━━━ Metin Bloğu

Sana Göre Haber

Tıp Dünyasını Şaşırtan Keşif: Yalnızca Bir Kişide Bulunan Benzersiz Kan Grubu

Fransız araştırmacılar, Atlas Okyanusu’ndaki Antiller’den gelen bir kadının kanında, daha önce hiç görülmemiş yeni bir kan grubu saptadı. Kadının anavatanı olan Guadeloupe adasından esinlenilerek ‘Gwada negatif’ ismi verilen bu kan grubunun, mevcut bilgilere göre yeryüzünde yalnızca bu kadında olduğu tespit edildi. Bu çığır açan bilimsel buluş, kan transfüzyonlarının güvenliği, genetik çalışmalar ve immünoloji alanlarında ciddi sorgulamaları gündeme getirdi.

**YILLAR SÜREN GİZEMİN ÇÖZÜLÜŞÜ**
Hikayenin başlangıcı, Guadeloupe kökenli kadının 2011 senesinde Paris’te geçireceği bir operasyon öncesinde verdiği kan numunesine dayanıyor. Ne var ki, o zamanki teknolojik olanaklar, numunedeki bu anormalliği saptamak için yetersiz kalmıştı.

Araştırmalar 2019 yılında tekrar ele alındığında, numuneye gen dizileme (DNA sekanslama) gibi ileri genetik analizler uygulandı. Yapılan bu detaylı incelemeler, kadının tamamıyla özgün bir kan grubuna sahip olduğu gerçeğini bilimsel olarak teyit etti. Bu eşsiz kan grubuna, kadının memleketinin fonetik telaffuzundan yola çıkarak ‘Gwada’ adını veren ise Fransız biyolog Thierry Peyrard oldu.

**GENETİKTEKİ EŞSİZ BİR MUTASYON**
Fransız Kan Kurumu (EFS), bu araştırmanın ardından, dünya genelinde henüz teşhis edilmemiş ancak aynı mutasyonu taşıyan başka bireylerin de olabileceği ihtimalini değerlendiriyor. LadBible’da yayımlanan habere göre, bu yeni kan grubunu ortaya çıkaran temel neden, ‘PIGZ geninde görülen ender bir mutasyon’ olarak belirlendi.

Normalde kırmızı kan hücrelerine proteinlerin tutunmasında rol oynayan bu gen, söz konusu mutasyon sebebiyle kan hücrelerinin yapısını farklılaştırıyor. Bu durum, kadının kanını diğer tüm kan gruplarıyla uyumsuz kılıyor.

Doktorların durumu özetleyen ifadesi ise oldukça net:

“Yalnızca kendisi sahip olduğu için bir başkasından kan alamıyor.”

━━━━━━
━━━ Kayıtlı Veriler

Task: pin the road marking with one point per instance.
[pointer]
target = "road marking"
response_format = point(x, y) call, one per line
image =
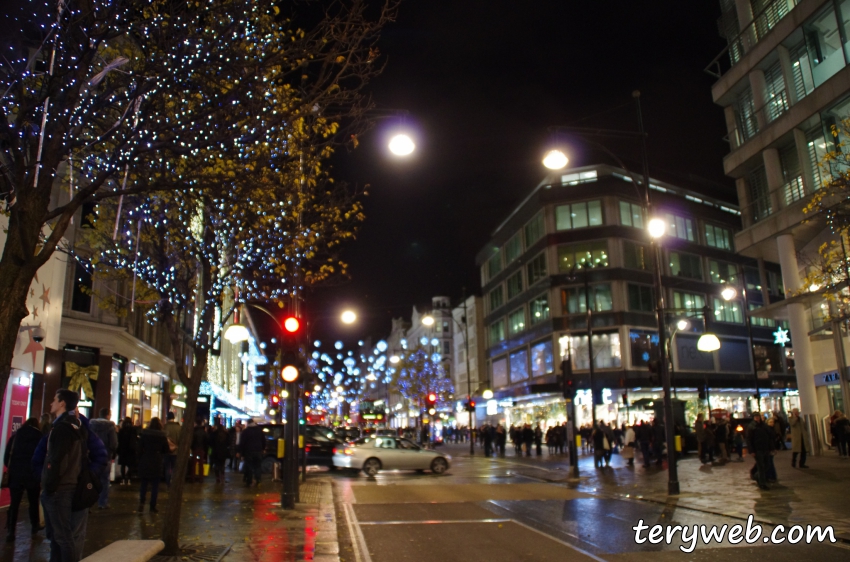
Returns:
point(577, 549)
point(358, 541)
point(435, 522)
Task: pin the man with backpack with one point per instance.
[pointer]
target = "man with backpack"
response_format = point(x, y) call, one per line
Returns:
point(60, 458)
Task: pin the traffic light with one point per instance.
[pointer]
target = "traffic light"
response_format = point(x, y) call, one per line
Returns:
point(567, 379)
point(291, 360)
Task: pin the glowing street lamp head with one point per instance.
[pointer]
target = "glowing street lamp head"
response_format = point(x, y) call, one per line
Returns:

━━━━━━

Kan grubu haberine göre yeni kan grubuna ‘Gwada’ adını veren kişi kimdir? Kayıtlar başka bir kaynaktan alınmıştır.

Fransız biyolog Thierry Peyrard.